### Aim of the task
Please render the items as a Markdown table with the columns No. and Text. Start at the line containing "Can you see the pink fabric?", include that line and every line through the end of the items, number each row, and leave out blank lines.

### Data entries
════

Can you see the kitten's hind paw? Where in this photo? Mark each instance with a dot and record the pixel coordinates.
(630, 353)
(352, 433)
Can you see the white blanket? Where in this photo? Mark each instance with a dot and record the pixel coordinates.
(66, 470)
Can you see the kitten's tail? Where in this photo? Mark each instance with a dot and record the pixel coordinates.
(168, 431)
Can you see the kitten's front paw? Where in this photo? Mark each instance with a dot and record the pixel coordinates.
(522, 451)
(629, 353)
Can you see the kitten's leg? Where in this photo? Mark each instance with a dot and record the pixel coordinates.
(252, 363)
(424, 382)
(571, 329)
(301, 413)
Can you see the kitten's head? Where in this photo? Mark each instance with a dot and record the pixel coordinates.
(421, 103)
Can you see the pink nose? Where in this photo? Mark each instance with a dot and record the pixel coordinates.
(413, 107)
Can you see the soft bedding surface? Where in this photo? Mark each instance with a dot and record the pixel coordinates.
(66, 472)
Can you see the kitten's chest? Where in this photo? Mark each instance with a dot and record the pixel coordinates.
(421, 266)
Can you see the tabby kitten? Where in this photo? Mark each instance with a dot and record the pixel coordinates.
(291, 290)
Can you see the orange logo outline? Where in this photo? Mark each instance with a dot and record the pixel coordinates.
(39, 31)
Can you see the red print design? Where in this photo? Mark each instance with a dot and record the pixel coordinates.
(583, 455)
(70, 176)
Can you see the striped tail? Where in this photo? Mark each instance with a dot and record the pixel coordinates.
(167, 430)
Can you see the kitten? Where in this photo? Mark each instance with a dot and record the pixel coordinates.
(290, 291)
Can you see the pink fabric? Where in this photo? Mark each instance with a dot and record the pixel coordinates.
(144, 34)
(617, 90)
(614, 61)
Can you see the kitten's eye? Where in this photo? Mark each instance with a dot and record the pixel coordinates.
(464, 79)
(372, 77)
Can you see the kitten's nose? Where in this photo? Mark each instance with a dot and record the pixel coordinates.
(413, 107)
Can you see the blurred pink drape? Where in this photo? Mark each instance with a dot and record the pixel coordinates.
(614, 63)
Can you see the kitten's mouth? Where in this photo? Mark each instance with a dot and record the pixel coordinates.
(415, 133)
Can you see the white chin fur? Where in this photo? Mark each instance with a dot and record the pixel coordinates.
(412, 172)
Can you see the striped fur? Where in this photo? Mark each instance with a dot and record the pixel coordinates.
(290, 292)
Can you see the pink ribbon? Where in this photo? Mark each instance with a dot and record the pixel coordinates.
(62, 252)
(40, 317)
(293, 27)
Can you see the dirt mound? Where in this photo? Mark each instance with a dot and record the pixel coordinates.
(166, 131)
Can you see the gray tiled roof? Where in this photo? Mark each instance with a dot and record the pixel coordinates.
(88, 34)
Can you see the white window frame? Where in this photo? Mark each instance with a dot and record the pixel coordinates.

════

### Final answer
| No. | Text |
|---|---|
| 1 | Can you see the pink fabric? Where in this photo? Mark each instance with a dot and record the pixel coordinates. |
| 2 | (144, 34) |
| 3 | (617, 90) |
| 4 | (614, 61) |
| 5 | Can you see the kitten's eye? Where in this photo? Mark each instance with a dot and record the pixel coordinates. |
| 6 | (464, 79) |
| 7 | (372, 77) |
| 8 | Can you see the kitten's nose? Where in this photo? Mark each instance with a dot and record the pixel coordinates. |
| 9 | (413, 107) |
| 10 | Can you see the blurred pink drape? Where in this photo? Mark each instance with a dot and record the pixel coordinates. |
| 11 | (614, 63) |
| 12 | Can you see the kitten's mouth? Where in this photo? Mark each instance with a dot and record the pixel coordinates. |
| 13 | (415, 133) |
| 14 | Can you see the white chin fur? Where in this photo? Mark each instance with a dot and record the pixel coordinates. |
| 15 | (412, 172) |
| 16 | Can you see the striped fur? Where in this photo? Mark each instance with a dot and record the pixel coordinates. |
| 17 | (290, 292) |
| 18 | Can you see the pink ribbon? Where in this photo? Mark each instance with a dot and record the pixel coordinates. |
| 19 | (62, 252) |
| 20 | (40, 317) |
| 21 | (293, 27) |
| 22 | Can you see the dirt mound? Where in this photo? Mark each instance with a dot and record the pixel coordinates. |
| 23 | (166, 131) |
| 24 | Can you see the gray tiled roof? Where in this photo? Mark each instance with a dot and record the pixel coordinates. |
| 25 | (88, 34) |
| 26 | Can you see the white window frame? Where in this photo? Mark each instance with a dot and record the pixel coordinates. |